* begin RECORD EXTRACTS *

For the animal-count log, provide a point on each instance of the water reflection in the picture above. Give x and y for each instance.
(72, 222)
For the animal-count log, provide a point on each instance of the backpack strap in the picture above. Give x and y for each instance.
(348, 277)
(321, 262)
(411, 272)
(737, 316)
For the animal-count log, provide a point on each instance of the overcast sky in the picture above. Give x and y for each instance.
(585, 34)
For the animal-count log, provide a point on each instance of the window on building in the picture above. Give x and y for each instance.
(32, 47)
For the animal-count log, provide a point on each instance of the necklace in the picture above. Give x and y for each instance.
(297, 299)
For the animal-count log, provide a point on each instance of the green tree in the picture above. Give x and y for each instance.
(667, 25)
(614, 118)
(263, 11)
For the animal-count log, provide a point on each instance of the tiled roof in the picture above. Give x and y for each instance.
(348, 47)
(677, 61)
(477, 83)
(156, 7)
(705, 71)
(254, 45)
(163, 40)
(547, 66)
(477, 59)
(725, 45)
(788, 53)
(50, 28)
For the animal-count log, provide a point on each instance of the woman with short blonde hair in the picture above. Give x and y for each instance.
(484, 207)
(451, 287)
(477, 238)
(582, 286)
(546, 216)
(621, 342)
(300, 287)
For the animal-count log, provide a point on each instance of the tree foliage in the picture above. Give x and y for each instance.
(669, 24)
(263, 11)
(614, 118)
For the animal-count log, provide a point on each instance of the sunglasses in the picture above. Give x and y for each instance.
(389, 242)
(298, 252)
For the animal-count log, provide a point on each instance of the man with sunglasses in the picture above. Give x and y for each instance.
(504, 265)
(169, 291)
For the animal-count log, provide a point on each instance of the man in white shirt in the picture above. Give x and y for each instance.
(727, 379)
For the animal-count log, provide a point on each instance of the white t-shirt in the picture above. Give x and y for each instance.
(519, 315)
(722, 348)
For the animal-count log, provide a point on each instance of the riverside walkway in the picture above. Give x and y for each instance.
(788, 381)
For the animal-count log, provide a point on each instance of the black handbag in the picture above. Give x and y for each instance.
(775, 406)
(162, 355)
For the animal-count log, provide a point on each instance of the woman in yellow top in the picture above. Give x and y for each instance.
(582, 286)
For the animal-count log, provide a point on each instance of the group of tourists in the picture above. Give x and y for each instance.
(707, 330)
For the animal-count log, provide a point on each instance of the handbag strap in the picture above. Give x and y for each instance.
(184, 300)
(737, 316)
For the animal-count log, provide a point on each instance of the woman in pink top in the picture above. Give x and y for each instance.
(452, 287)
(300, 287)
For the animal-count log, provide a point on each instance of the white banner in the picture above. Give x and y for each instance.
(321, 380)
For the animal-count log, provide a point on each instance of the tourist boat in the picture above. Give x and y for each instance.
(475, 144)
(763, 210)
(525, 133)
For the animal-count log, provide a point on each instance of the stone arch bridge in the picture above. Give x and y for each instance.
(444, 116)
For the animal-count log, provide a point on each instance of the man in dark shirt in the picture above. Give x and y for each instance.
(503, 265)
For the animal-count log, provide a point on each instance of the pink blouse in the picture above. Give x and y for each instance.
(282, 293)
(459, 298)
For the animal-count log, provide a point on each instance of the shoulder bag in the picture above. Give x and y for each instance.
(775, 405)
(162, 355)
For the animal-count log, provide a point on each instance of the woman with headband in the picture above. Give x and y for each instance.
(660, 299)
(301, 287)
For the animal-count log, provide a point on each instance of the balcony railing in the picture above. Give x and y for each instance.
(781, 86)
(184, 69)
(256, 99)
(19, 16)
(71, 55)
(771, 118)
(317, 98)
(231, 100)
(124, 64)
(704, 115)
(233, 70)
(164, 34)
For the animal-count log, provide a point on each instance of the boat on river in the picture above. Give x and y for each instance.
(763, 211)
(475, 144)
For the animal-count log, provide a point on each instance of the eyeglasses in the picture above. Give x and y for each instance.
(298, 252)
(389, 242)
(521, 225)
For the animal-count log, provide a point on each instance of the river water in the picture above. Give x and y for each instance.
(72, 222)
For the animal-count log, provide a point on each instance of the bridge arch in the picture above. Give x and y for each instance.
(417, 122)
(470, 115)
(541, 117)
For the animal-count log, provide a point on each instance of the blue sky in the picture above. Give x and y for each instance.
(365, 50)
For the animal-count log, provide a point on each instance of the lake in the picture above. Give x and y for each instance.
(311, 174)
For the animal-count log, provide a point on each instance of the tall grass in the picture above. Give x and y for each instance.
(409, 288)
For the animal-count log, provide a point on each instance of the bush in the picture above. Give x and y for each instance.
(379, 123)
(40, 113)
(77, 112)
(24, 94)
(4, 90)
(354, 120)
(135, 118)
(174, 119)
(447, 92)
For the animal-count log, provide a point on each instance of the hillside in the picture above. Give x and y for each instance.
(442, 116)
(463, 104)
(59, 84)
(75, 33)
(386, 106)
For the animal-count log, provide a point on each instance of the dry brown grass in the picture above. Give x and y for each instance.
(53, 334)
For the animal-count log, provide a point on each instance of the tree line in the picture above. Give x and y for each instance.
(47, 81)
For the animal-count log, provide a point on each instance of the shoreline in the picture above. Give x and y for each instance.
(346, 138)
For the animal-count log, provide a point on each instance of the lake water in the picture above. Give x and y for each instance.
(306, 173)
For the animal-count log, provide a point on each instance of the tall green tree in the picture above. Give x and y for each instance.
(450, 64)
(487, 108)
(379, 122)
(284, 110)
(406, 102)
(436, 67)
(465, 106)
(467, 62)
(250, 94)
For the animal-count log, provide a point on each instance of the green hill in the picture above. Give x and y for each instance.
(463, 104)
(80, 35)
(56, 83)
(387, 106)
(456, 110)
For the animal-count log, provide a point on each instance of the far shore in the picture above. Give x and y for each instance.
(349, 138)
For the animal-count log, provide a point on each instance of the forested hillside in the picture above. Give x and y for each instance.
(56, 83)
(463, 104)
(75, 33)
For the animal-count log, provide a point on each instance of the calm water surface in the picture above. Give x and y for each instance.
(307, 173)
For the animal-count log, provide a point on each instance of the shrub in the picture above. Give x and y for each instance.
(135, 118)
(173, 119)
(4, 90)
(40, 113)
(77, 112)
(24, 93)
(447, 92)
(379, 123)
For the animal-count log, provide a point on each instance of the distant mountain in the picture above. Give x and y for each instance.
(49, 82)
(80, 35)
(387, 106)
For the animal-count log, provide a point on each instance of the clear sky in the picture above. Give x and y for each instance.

* end RECORD EXTRACTS *

PROBLEM STATEMENT ▸ Can you reproduce all of the lines above word for word, with no changes?

COMPLETE RESPONSE ▸
For the animal-count log, provide a point on each instance of the water reflection in the picture above. Give x and y for each instance.
(72, 222)
For the animal-count log, provide a point on each instance of the backpack strap in the picture above. Give x and y for each instance.
(348, 277)
(321, 262)
(411, 272)
(737, 316)
For the animal-count log, provide a point on each instance of the overcast sky in the picture above. Give x and y for each instance.
(585, 34)
For the animal-count log, provide a point on each instance of the window on building in the picture above. Give x and y for each instance.
(32, 47)
For the animal-count log, provide a point on each instance of the necklace in the picture above. Give x and y for each instance.
(297, 299)
For the animal-count log, provide a point on each instance of the green tree in the picture above. Give x and y for each instance.
(667, 25)
(614, 118)
(263, 11)
For the animal-count log, provide a point on each instance of the tiled roof in the picture above. Give x and y for each instance.
(348, 47)
(677, 61)
(477, 83)
(156, 7)
(705, 71)
(254, 45)
(163, 40)
(547, 66)
(477, 59)
(725, 45)
(788, 53)
(50, 28)
For the animal-count log, provide a point on each instance of the woman with short blonde hair in the picture above. Give x and y for each instance.
(484, 207)
(451, 287)
(477, 238)
(582, 286)
(546, 216)
(621, 342)
(300, 287)
For the animal-count log, provide a point on each instance of the tree foliage in the picture above. Give x and y for each instance.
(669, 24)
(263, 11)
(614, 118)
For the animal-count log, provide a point on each instance of the sunglasses in the picture above. Give x and y for each instance.
(389, 242)
(298, 252)
For the animal-count log, provide a point on each instance of the man with sunglasses in the picture above. Give x and y for each instance.
(504, 265)
(169, 291)
For the animal-count log, provide a point on each instance of the man in white shirt in the picture above. Give x and y for each instance.
(727, 379)
For the animal-count log, provide a point on each instance of the white t-shirt in the picture above. Give x and y for each instance.
(519, 315)
(722, 348)
For the animal-count log, provide a point on each instance of the riverside walkway in the picture above. Give x and y for each instance.
(788, 381)
For the animal-count log, provide a point on each instance of the black handbag in the picture above. Give x and y for each instance.
(775, 406)
(162, 355)
For the animal-count log, provide a point on each instance of the woman in yellow top in the picture above. Give x and y for each instance.
(582, 286)
For the animal-count log, provide a point on each instance of the group of tourists in the picture above. Give x and y for each instance.
(707, 330)
For the animal-count log, provide a point on each instance of the handbag strap in the picture above. Give x and y for each instance.
(184, 300)
(737, 316)
For the animal-count log, provide a point on each instance of the woman in pink top in the picture above. Give x and y for each instance.
(452, 287)
(300, 287)
For the animal-count log, provide a point on each instance of the white banner in the picture above. Give x and y for each instance.
(321, 380)
For the animal-count log, provide a point on each instance of the tourist boat in the picture above. Give x and y for each instance.
(475, 144)
(763, 210)
(525, 133)
For the animal-count log, provide a point on each instance of the stone arch bridge in the picture above. Give x and y for each instance.
(444, 116)
For the animal-count log, provide a point on each instance of the man in dark shirt in the picture above. Give x and y for each instance.
(503, 265)
For the animal-count log, provide a point on each instance of the pink blouse in the picture above. Give x and y for each instance.
(282, 293)
(459, 298)
For the animal-count log, provide a point on each instance of the shoulder bag in the picture above. Give x and y for each instance.
(775, 405)
(162, 355)
For the animal-count log, provide a point on each instance of the woman with headband in the picture above. Give x and y for each instance.
(660, 299)
(301, 287)
For the animal-count log, provide a point on each instance of the balcony railing in the picture above. Give x and y for each instance.
(781, 86)
(184, 69)
(256, 99)
(19, 16)
(71, 55)
(771, 118)
(317, 98)
(231, 100)
(124, 64)
(704, 115)
(233, 70)
(164, 34)
For the animal-count log, provide a point on each instance of the boat on river in the picture above. Give x and y for each instance.
(763, 211)
(475, 144)
For the animal-count log, provide a point on each instance of the eyeglasses in the picture above. Give x and y for each instance.
(298, 252)
(389, 242)
(521, 225)
For the animal-count log, provide a point on each instance of the river water in the picture above. Give x and y for each instance.
(72, 222)
For the animal-count log, provide a point on each instance of the bridge arch in the picture above. Give x and y for each instance.
(417, 122)
(470, 115)
(541, 117)
For the animal-count log, provide a point on each instance of the blue sky in the picture above. Give x and y for each instance.
(365, 50)
For the animal-count log, provide a point on each instance of the lake in the picture above. Give x and y for each instance.
(311, 174)
For the animal-count log, provide a point on each instance of the tall grass in the picture above. Give x and y for each instance.
(409, 288)
For the animal-count log, provide a point on each instance of the bush in the picture above. Give x and y for each instance.
(379, 123)
(40, 113)
(77, 112)
(24, 94)
(4, 90)
(354, 120)
(135, 118)
(174, 119)
(447, 92)
For the animal-count log, provide a point on each instance of the hillside in the picture above. Give x and y for each instance.
(442, 116)
(463, 104)
(59, 84)
(75, 33)
(386, 106)
For the animal-count log, provide a point on each instance of the dry brown grass in the picture above. Give x and y for each instance.
(53, 334)
For the animal-count log, provide a point on each instance of the tree line in the picture above. Give x and y for each instance.
(47, 81)
For the animal-count log, provide a point on each instance of the shoreline in the picture above. Give x and y for each instance.
(346, 138)
For the animal-count log, provide a point on each instance of the lake water in the picture above. Give x and y for each instance.
(306, 173)
For the animal-count log, provide a point on each instance of the tall green tree in the picture above. Give x and y for each instance.
(450, 64)
(487, 108)
(379, 122)
(284, 110)
(406, 102)
(436, 67)
(465, 106)
(467, 62)
(250, 94)
For the animal-count log, provide a point on each instance of the green hill in the picture above. Give x and y for each instance.
(463, 104)
(80, 35)
(56, 83)
(387, 106)
(456, 110)
For the animal-count log, provide a point on each instance of the far shore in the picture above. Give x and y for each instance.
(349, 138)
For the animal-count log, provide a point on each instance of the forested hillside in the picture above. Give x and y for each instance.
(56, 83)
(463, 104)
(75, 33)
For the animal-count log, provide a point on each instance of the calm water surface in the picture above. Give x and y for each instance.
(307, 173)
For the animal-count log, provide a point on each instance of the shrub in the picture above. Give x and y for each instance.
(135, 118)
(173, 119)
(4, 90)
(40, 113)
(77, 112)
(24, 93)
(447, 92)
(379, 123)
For the animal-count log, provide a point on each instance of the distant mountain in the picture above. Give x and y for each instance.
(49, 82)
(80, 35)
(387, 106)
For the animal-count log, provide a point on each instance of the clear sky in the picture above. Give x and y for each instance.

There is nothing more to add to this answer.